— START OF MATERIAL SHOWN —

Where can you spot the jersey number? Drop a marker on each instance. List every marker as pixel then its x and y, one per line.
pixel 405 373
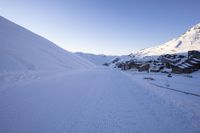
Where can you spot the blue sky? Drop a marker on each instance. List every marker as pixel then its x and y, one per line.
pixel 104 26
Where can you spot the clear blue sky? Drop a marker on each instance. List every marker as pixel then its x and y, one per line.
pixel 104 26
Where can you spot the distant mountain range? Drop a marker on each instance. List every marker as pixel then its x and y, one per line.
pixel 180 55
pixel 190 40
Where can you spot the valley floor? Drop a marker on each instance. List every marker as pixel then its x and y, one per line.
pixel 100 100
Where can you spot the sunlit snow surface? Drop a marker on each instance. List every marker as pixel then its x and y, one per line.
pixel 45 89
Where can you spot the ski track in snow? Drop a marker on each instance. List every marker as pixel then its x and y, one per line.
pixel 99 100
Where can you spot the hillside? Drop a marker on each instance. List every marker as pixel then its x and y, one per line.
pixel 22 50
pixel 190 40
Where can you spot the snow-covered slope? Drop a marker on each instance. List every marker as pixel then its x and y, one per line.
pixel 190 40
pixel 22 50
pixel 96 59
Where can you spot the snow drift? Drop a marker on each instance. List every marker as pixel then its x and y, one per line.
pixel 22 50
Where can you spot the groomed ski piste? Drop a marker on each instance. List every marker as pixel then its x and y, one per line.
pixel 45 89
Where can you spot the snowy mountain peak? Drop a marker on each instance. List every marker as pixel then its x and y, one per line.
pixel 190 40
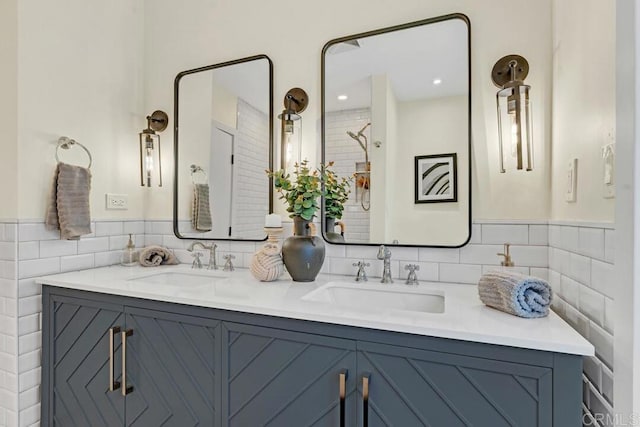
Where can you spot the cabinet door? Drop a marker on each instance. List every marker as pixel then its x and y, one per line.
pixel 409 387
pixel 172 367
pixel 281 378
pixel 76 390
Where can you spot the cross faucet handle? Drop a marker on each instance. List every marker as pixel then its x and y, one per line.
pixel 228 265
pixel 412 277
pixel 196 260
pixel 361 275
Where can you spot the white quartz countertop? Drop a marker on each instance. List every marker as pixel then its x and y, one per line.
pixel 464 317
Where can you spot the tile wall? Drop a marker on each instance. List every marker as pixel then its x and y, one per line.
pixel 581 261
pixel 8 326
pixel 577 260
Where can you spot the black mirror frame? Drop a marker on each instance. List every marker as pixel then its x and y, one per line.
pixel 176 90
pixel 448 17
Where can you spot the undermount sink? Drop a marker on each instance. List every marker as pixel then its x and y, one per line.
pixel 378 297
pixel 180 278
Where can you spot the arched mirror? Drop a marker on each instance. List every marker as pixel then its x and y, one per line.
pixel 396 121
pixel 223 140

— END OF MATERIAL SHOWN —

## DO THIS
Please pull out the rows from the line holding "Where can you spot the snow-covered" through the final row, both included, and repeat them unchanged. Leave the pictures out.

## FULL ANSWER
Where can you spot the snow-covered slope? Drop a marker on each instance. List every marker as pixel then its x and y, one per line.
pixel 190 40
pixel 22 50
pixel 96 59
Where can you spot the snow drift? Drop a marker on each instance. List every marker as pixel then its x and y, one per line.
pixel 22 50
Where can you spot the groomed ski piste? Drop a marker on each instance. List every marker as pixel then its x and y, one per line.
pixel 45 89
Where can you spot the snowy mountain peak? Drop a marker on each instance. List every marker as pixel then its x and y, one per line.
pixel 190 40
Where can you spot the cabinet door? Drop a marker on each instance. List every marker as pixel then its x and y, one per line.
pixel 409 387
pixel 172 367
pixel 281 378
pixel 76 390
Where can you spot the cross faucet handle? Drop a marker on each instance. List every marker as pixel then its x and y, one per line.
pixel 228 265
pixel 412 277
pixel 196 260
pixel 361 275
Where can you spot the white quartz countertop? Drop a marker on each instance. List every marker as pixel then its x and y, one per line.
pixel 464 317
Where can you spot the tile wall? Drop a marker on each instance. List every marker as pixel then its x and y, one per line.
pixel 581 261
pixel 8 326
pixel 577 260
Where can you spot the black mirror frame? Drop a marker on each instance. List every marker as pixel then its x and y, one per line.
pixel 176 90
pixel 448 17
Where can you spot the undermount sink? Drop a marker on each instance. List every marker as pixel then its x and y, one per line.
pixel 378 297
pixel 180 278
Where can you spot the arched mirror? Drop a marker on each instance. List every marker as pixel then its x and y, one per line.
pixel 396 121
pixel 223 140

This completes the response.